Reproduce nothing but the closing run of lines: the line with "Q: In the photo above, mark the logo" and each line that follows it to the end of the data.

=== EXTRACTED RECORDS ===

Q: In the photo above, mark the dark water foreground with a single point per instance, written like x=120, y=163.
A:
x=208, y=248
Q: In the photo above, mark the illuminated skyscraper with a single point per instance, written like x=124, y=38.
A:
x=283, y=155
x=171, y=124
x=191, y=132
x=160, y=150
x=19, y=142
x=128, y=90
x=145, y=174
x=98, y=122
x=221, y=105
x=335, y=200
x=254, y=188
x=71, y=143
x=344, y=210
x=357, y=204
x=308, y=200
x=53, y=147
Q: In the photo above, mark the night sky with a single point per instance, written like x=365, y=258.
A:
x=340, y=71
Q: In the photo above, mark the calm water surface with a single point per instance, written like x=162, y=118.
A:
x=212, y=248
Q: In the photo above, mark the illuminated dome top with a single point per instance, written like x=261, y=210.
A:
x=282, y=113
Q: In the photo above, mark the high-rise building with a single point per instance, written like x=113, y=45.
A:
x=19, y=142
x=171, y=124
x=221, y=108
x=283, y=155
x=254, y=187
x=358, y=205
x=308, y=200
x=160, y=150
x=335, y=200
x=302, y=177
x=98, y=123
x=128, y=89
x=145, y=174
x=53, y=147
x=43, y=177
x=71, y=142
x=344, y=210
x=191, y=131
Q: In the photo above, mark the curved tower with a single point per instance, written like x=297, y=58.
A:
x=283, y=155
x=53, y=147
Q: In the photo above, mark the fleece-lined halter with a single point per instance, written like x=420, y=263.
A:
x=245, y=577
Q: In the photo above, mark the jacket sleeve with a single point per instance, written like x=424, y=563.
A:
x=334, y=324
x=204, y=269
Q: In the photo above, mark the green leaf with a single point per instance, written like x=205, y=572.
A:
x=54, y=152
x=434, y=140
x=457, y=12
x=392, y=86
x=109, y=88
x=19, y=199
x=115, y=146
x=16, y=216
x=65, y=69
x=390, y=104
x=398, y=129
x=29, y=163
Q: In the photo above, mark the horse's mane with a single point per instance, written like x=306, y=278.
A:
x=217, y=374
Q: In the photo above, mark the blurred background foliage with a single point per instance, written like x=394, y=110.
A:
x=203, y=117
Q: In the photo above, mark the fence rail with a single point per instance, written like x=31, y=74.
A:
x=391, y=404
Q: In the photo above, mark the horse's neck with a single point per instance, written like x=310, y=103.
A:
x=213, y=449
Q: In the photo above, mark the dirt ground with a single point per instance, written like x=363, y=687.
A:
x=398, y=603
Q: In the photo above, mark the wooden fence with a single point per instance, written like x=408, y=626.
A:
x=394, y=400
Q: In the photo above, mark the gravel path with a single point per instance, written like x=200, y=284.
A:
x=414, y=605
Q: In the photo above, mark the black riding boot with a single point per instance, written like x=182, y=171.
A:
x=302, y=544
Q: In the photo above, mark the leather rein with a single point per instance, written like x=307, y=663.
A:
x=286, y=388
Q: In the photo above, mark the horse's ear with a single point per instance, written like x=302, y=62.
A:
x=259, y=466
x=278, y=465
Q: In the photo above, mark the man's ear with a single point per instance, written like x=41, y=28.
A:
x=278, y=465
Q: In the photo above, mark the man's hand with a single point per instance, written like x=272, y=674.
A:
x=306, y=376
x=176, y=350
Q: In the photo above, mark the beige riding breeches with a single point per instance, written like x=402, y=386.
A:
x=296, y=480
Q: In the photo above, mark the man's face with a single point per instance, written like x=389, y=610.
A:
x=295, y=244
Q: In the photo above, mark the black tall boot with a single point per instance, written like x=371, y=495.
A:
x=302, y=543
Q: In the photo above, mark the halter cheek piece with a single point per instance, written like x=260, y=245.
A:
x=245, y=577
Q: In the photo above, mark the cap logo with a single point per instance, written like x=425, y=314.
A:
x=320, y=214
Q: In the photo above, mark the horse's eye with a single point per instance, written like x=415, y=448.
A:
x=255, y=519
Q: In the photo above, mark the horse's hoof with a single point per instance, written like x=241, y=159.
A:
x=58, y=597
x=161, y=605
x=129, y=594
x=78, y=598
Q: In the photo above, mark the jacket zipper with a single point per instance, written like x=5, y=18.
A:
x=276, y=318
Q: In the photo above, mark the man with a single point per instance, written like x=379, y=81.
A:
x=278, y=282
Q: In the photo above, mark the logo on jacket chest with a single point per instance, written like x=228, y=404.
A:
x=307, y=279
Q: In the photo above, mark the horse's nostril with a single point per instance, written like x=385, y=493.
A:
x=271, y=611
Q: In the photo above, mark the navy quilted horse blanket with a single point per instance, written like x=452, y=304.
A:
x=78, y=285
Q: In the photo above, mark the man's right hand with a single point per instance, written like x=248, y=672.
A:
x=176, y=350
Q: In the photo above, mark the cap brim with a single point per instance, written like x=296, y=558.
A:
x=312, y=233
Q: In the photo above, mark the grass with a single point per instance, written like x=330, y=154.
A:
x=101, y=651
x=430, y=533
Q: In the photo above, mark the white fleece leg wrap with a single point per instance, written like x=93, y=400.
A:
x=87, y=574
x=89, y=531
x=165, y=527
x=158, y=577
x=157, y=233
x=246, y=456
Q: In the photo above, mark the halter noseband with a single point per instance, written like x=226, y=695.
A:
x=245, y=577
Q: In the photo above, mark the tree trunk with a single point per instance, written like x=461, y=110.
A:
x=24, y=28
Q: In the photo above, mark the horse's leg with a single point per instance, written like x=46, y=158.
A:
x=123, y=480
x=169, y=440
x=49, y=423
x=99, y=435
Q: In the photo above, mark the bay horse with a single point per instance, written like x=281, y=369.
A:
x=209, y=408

===

> [OUTPUT OF THE TASK]:
Q: In the photo above, mark the logo on jacket chest with a single point per instance, written like x=228, y=404.
A:
x=307, y=279
Q: In the photo above, mark the horse's nostril with a single point per instance, written like x=385, y=493.
A:
x=271, y=611
Q: In the photo above, mark the navy quilted horse blanket with a single point per instance, written like x=452, y=304.
A:
x=78, y=285
Q: In the photo above, mark the man's right hand with a single point per instance, written like x=248, y=672.
A:
x=176, y=350
Q: In the photo above, mark the cap brim with a single point per instance, written like x=296, y=558.
A:
x=312, y=233
Q: In the photo above, mark the grass with a single point per instance, written like x=330, y=154.
A:
x=101, y=651
x=430, y=533
Q: In the photo above, mark the white fleece leg wrap with a single point per instance, written like x=93, y=400.
A:
x=87, y=574
x=89, y=531
x=165, y=527
x=158, y=577
x=157, y=233
x=246, y=456
Q: In the photo above, mark the halter noseband with a single point per instance, written like x=226, y=695.
A:
x=245, y=577
Q: In the photo above, mark the tree trunk with a single point per instance, written like x=461, y=110.
A:
x=24, y=28
Q: In the photo above, mark the horse's leg with a single point per instance, written like x=46, y=158.
A:
x=123, y=480
x=169, y=440
x=49, y=423
x=99, y=435
Q: In the photo above, mark the bay horse with a single point per instance, written like x=281, y=369.
A:
x=209, y=408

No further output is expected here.